*** Opening Data for this task ***

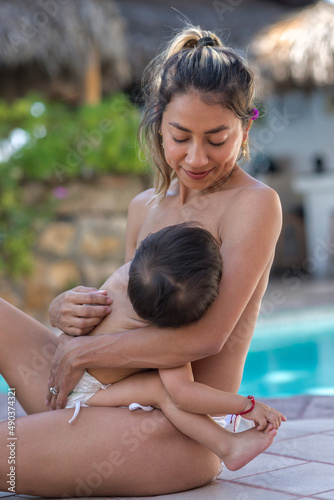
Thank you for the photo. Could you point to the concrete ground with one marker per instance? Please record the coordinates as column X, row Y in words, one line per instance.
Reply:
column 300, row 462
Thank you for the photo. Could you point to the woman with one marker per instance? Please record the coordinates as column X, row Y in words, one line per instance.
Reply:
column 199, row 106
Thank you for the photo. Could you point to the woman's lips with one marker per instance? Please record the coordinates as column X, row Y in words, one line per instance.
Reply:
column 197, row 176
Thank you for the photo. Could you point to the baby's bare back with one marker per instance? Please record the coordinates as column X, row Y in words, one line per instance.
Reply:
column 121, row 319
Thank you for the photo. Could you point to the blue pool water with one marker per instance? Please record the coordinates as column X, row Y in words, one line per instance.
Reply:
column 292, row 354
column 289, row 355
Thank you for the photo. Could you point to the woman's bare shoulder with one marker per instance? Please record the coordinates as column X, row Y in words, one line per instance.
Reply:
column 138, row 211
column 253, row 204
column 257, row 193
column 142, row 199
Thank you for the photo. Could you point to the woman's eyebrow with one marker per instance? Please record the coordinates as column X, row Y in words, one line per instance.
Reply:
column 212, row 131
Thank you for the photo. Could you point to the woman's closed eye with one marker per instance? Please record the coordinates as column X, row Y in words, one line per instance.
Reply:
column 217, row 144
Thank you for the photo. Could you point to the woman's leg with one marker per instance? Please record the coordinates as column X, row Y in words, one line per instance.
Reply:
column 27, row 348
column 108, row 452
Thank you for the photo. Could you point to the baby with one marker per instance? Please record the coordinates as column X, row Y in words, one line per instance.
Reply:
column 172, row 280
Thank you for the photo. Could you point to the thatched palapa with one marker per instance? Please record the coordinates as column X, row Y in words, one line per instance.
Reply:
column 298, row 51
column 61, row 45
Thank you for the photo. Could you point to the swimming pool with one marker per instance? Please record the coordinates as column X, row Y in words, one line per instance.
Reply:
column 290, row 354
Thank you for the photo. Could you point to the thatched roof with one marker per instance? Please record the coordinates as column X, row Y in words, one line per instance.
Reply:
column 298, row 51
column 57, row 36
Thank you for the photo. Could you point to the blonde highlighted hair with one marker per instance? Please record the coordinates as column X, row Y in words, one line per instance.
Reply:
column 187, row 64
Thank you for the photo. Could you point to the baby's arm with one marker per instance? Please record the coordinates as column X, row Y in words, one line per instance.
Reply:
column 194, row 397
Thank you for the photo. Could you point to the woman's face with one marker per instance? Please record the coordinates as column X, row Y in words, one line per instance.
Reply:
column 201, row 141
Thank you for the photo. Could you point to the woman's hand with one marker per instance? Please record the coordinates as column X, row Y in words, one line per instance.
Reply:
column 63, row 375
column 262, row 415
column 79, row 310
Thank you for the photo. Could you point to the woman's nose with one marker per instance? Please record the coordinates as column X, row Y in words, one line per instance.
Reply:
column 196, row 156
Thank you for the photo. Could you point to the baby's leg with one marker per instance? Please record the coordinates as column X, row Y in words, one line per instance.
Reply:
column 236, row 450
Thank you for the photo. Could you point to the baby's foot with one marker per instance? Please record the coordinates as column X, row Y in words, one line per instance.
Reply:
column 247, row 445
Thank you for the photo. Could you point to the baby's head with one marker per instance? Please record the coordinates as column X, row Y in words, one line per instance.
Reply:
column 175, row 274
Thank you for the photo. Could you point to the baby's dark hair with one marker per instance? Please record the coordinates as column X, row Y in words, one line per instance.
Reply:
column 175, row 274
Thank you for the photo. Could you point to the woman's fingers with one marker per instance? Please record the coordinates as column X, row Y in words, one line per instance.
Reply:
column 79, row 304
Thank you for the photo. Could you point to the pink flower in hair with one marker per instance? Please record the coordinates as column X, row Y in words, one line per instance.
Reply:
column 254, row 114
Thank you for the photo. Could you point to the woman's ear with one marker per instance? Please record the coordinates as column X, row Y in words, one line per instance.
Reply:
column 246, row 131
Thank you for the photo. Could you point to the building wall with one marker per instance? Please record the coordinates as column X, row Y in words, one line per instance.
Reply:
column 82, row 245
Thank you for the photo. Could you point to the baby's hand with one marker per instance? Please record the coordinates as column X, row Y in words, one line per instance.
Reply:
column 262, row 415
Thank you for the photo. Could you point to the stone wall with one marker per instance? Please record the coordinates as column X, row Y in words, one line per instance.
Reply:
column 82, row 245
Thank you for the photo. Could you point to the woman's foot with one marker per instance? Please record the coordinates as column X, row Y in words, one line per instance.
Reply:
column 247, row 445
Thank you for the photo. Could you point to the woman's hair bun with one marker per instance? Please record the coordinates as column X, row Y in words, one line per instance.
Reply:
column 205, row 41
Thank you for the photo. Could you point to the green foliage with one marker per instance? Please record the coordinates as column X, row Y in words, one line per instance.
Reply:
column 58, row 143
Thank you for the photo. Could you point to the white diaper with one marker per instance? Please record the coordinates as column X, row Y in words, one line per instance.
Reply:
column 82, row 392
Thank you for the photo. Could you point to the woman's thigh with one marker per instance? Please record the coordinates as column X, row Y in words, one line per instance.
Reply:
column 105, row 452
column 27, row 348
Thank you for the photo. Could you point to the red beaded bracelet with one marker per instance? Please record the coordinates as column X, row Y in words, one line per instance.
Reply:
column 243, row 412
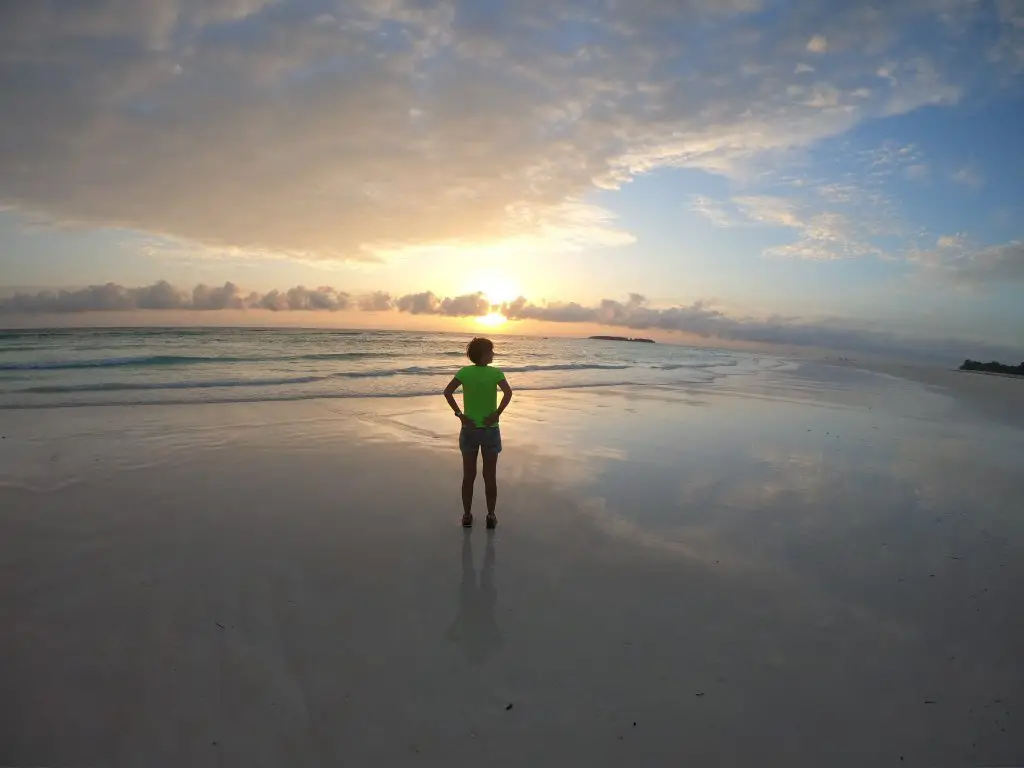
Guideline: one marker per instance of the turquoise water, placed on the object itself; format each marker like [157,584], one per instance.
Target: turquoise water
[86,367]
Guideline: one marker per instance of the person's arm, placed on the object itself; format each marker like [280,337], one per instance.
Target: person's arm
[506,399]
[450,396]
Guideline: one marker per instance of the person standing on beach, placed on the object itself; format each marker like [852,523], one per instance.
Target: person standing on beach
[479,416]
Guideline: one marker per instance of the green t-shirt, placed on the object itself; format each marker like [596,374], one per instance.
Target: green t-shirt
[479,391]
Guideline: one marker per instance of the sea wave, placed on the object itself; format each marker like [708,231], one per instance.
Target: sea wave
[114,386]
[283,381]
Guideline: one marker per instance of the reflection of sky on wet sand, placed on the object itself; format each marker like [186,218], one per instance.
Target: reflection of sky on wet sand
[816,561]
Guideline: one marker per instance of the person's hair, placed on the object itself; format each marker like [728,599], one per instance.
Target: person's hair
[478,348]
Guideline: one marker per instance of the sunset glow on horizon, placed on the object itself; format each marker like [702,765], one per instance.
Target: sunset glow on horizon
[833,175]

*** Closing Data for this task ***
*** Opening Data for this task ***

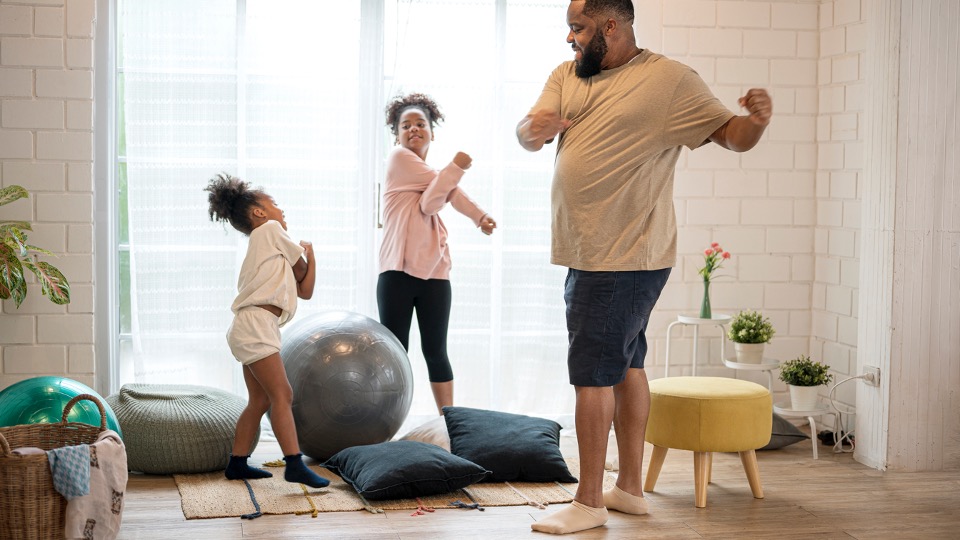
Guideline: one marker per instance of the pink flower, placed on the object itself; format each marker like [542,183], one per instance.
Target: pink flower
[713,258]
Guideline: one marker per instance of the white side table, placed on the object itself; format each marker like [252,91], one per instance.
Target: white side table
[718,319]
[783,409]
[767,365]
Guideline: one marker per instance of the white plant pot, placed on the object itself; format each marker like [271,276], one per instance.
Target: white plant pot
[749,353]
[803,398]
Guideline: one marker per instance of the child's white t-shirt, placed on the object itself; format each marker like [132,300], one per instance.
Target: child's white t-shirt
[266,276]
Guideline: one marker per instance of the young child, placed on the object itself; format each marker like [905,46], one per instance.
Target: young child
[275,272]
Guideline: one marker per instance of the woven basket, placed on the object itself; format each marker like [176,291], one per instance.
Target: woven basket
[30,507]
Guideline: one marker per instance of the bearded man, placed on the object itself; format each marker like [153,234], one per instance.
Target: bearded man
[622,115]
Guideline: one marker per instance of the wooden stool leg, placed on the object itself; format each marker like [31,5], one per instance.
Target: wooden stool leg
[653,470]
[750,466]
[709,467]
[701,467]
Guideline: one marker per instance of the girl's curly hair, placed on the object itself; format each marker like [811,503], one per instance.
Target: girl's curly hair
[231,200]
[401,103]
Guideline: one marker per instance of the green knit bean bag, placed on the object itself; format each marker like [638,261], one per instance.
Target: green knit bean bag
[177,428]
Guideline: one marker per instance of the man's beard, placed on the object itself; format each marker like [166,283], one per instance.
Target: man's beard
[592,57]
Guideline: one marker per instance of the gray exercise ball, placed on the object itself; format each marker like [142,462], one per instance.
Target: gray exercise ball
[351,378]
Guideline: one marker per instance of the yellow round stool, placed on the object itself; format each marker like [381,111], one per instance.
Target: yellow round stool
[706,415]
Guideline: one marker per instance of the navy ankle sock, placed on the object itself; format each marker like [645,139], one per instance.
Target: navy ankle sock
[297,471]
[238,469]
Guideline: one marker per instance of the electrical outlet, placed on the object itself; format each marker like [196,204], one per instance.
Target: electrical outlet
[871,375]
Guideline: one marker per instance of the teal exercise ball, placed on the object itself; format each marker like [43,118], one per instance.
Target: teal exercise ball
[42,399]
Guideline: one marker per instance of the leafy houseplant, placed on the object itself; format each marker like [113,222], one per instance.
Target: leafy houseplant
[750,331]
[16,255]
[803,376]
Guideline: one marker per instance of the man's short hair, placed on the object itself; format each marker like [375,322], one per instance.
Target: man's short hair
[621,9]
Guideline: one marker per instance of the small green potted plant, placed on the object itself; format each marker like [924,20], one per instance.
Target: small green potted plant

*** Closing Data for this task ***
*** Opening Data for this task ***

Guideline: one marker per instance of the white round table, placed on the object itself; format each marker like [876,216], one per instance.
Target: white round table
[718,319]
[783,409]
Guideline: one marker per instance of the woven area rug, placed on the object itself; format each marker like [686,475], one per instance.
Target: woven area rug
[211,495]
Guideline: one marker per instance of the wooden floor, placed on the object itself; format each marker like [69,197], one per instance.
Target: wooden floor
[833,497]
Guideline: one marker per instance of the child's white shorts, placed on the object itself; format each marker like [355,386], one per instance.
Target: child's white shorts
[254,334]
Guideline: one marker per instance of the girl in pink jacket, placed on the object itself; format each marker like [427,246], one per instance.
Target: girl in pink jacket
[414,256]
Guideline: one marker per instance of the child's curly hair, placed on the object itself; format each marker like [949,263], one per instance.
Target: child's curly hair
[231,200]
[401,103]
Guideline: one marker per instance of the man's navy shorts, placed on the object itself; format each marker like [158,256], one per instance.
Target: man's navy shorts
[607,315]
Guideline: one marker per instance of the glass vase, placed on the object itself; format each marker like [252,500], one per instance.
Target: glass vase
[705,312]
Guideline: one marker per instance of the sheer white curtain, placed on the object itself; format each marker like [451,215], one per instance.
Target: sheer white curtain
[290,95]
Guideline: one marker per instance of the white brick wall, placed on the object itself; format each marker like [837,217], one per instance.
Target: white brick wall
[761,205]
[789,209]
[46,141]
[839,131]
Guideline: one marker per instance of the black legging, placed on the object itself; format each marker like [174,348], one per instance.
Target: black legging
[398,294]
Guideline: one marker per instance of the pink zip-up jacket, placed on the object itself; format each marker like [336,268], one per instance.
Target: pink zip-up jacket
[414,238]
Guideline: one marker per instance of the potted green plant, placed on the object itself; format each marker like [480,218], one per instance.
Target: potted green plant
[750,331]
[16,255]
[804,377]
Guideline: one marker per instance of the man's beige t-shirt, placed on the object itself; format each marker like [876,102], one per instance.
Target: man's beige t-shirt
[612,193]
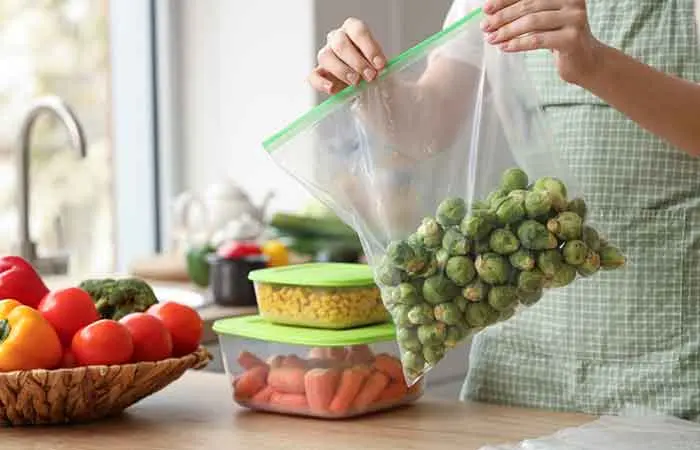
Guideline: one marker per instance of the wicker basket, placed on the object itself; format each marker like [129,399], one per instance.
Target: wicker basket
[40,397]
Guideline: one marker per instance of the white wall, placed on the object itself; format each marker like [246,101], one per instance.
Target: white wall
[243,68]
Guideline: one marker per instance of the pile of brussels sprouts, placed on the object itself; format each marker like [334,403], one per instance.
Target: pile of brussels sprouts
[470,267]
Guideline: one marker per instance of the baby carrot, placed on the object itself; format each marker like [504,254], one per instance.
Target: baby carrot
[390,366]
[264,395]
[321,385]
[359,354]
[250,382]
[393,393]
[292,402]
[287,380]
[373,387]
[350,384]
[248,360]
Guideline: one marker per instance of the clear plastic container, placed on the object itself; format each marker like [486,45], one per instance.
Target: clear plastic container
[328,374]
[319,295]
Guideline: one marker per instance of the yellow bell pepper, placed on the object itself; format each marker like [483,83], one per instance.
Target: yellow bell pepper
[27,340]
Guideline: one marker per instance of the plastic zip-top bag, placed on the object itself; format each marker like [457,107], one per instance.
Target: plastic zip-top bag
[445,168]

*** Closing Data for this task ***

▶ **Exercise brief**: The reply should consist of one number, the count of lines above with the string "pool" in them.

▶ **Result of the exercise**: 2